Given problem ▸
Could you write out the lines below again, swapping "thickest part" for "widest part" wherever it occurs and leaving everything else the same?

[Recorded data]

%%

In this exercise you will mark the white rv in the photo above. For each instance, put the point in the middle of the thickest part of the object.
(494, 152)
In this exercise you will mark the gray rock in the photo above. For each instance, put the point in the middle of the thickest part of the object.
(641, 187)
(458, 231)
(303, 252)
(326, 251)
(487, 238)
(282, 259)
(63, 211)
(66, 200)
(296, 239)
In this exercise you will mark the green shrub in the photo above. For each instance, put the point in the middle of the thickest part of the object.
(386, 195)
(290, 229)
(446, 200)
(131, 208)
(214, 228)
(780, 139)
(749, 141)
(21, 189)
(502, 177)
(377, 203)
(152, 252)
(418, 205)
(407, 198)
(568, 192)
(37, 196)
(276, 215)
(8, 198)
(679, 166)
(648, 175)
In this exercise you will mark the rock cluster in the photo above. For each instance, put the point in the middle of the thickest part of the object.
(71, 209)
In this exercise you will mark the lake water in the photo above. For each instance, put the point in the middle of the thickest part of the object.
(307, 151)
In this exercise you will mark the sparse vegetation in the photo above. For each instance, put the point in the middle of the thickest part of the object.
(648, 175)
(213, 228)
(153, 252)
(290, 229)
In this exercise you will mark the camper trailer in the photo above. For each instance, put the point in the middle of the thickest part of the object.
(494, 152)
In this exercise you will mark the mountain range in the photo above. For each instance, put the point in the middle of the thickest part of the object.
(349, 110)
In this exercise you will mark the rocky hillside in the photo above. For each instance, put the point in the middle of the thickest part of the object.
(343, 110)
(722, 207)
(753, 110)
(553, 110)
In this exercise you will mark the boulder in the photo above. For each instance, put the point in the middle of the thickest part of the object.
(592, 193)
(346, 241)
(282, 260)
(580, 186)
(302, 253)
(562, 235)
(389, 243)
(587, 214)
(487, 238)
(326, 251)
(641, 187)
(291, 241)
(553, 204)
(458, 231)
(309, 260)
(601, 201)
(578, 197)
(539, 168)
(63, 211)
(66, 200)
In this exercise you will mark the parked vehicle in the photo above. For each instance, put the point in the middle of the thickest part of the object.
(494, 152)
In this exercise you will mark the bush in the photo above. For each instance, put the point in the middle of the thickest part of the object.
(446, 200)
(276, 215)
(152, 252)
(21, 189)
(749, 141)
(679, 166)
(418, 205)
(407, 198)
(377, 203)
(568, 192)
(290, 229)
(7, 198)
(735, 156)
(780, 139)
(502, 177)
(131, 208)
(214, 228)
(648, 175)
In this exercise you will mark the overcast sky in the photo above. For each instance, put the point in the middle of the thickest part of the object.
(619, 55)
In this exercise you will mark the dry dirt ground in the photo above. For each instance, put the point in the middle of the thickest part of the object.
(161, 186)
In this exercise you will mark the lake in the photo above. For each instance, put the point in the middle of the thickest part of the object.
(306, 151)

%%

Response for this exercise ▸
In this exercise you will mark the white rv in the photo above. For each instance, put the point in the middle of the widest part of the object.
(494, 152)
In this exercise you will mark the gray rock in the photo above. For each instance, put the point in the middle of the widest part of the object.
(641, 187)
(458, 231)
(303, 252)
(326, 251)
(487, 238)
(282, 259)
(63, 211)
(66, 200)
(296, 239)
In this exercise you will mark the green shrub in the photo above. For each instance, put the point in the middle of the widest part of the object.
(386, 195)
(290, 229)
(446, 200)
(131, 208)
(214, 228)
(780, 139)
(749, 141)
(21, 189)
(502, 177)
(377, 203)
(152, 252)
(418, 205)
(407, 198)
(568, 192)
(37, 196)
(276, 215)
(8, 198)
(679, 166)
(648, 175)
In this exercise you will mark the rock cluster in the photo above. For each instance, put the point in the middle of the widest part of the object.
(71, 209)
In this exercise you will mark the lake water in the photo above. For each instance, put the point in the middle of the widest part of the object.
(307, 151)
In this exercise you will mark the sparse vegetation in the photo above. For each instance, put the point in the middle of the widest part of the object.
(648, 175)
(213, 228)
(153, 252)
(290, 229)
In this exercise you will mark the camper trailer in the photo above. For each instance, put the point in the middle of the widest part of the object.
(494, 152)
In this exercise you will mark the mountain range in the photo above. For each instance, put the point in the middle of the widest part of the object.
(349, 110)
In this exercise you will mark the rocky hillside in the photo above. For each instance, put the point in the middle of the widest part of the object.
(343, 110)
(722, 207)
(753, 110)
(553, 110)
In this exercise you will mark the boulder in the photo above. For each instance, put the point in the middle of the widest part of the object.
(592, 193)
(346, 241)
(282, 260)
(580, 186)
(302, 253)
(562, 235)
(389, 243)
(587, 214)
(487, 238)
(326, 251)
(641, 187)
(291, 241)
(553, 204)
(458, 231)
(309, 260)
(601, 201)
(578, 197)
(539, 168)
(63, 211)
(66, 200)
In this exercise you will mark the parked vehicle in the photo above. For each instance, put the point in the middle of the widest part of the object.
(494, 152)
In this exercise you will mark the bush in the photo above. For each instance, put the point in the middle of the widest part of the object.
(446, 200)
(276, 215)
(152, 252)
(21, 189)
(749, 141)
(679, 166)
(418, 205)
(407, 198)
(377, 203)
(568, 192)
(290, 229)
(7, 198)
(735, 156)
(780, 139)
(502, 177)
(131, 208)
(214, 228)
(648, 175)
In this exercise you will mark the overcast sky in the photo above. For each instance, put the point in the middle of the widest part of the object.
(619, 55)
In this exercise you will mark the dry dirt ground in the photo above. For each instance, put the point in the middle of the widest part of the object.
(161, 186)
In this exercise you will mark the lake in the photo above. For each instance, put the point in the middle of the widest part of the object.
(306, 151)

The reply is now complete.